== KUTIPAN TEKS ==
Quotes:
Marshall: Have you ever killed a man, squire? It is not a noble thing. Not even when it is for God!
Storyline:
Tahun 1215, kaum Pemberontak Inggris Raya memaksa Raja John yang otoriter untuk menandatangani Magna Carta, sebuah dokumen perjanjian yang mengatur hak-hak manusia bebas. Sayangnya Raja John malah memilih sikap antipasti dan menugaskan pasukan bersenjata di belahan Selatan Inggris untuk menumpas siapapun yang menghalanginya dalam menerapkan Pemerintahan Tirani. Di antara tujuan kotornya itu berdiri sebuah benteng Rochester, tempat yang akan menjadi simbol momentum perjuangan mencari keadilan dan kebebasan itu sendiri.
Nice-to-know:
Paul Giamatti menyelesaikan syuting bagiannya hanya dalam waktu 7 hari.
Cast:
Terakhir kita saksikan aktingnya dalam Solomon Kane (2009), James Purefoy sebagai Marshall
Paul Giamatti sebagai King John
Kate Mara sebagai Lady Isabel
Jason Flemyng sebagai Beckett
Jamie Foreman sebagai Coteral
Brian Cox sebagai Albany
Mackenzie Crook sebagai Marks
Director:
Merupakan film ketiga bagi Jonathan English sejauh ini setelah terakhir Minotaur (2006) yang juga sempat tayang di bioskop-bioskop Indonesia itu.
Comment:
Prolog film ini sudah mengesankan epic semi dokumenter yang buruk. Skrip pertama dikerjakan oleh Stephen McDool. Kemudian dirombak kembali oleh Jonathan English dan dibantu oleh Erick Kastel. Entah siapa yang salah diantara mereka bertiga, sulit untuk ditelusuri. Plot cerita yang sangat sangat sederhana dirasa cukup untuk membawakan kisah yang mengambil setting waktu paska jaman Robin Hood tersebut.
===
== CUPLIKAN DATA ==
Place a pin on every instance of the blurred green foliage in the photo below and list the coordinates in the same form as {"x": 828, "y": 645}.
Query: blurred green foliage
===
_PERMINTAAN_
Teruskan ulasan film tentang benteng Rochester dan Magna Carta itu, mulai setelah kalimat terakhirnya.

_JAWABAN TUGAS_
Sekelumit background tersebut lantas dilanjutkan oleh permainan pedang, pisau, gada, panah, rantai, minyak panas, peluru martil dsb yang menghujam ataupun memisah-misahkan anggota tubuh manusia di antara para tokohnya! Dan ini terjadi secara repetisi hingga durasinya berakhir dengan hanya dilengkapi oleh dialog-dialog yang tidak bernas sama sekali yang turut berisikan satu dua kata erangan atau makian. What the hell?
Dengan skenario yang demikian dangkal rasanya sulit untuk mengharapkan adanya pengembangan karakter disini. Lupakan nama besar Purefoy, Giamatti, Flemyng, Cox atau lainnya yang notabene aktor barisan depan Inggris Raya. Semua yang mereka lakukan disini hanya sebatas membaca skrip dan berlomba-lomba menyelesaikan scene masing-masing. Entah mengapa nama-nama yang mereka gunakan serasa dicomot sembarangan dari berbagai novel atau artikel lepas.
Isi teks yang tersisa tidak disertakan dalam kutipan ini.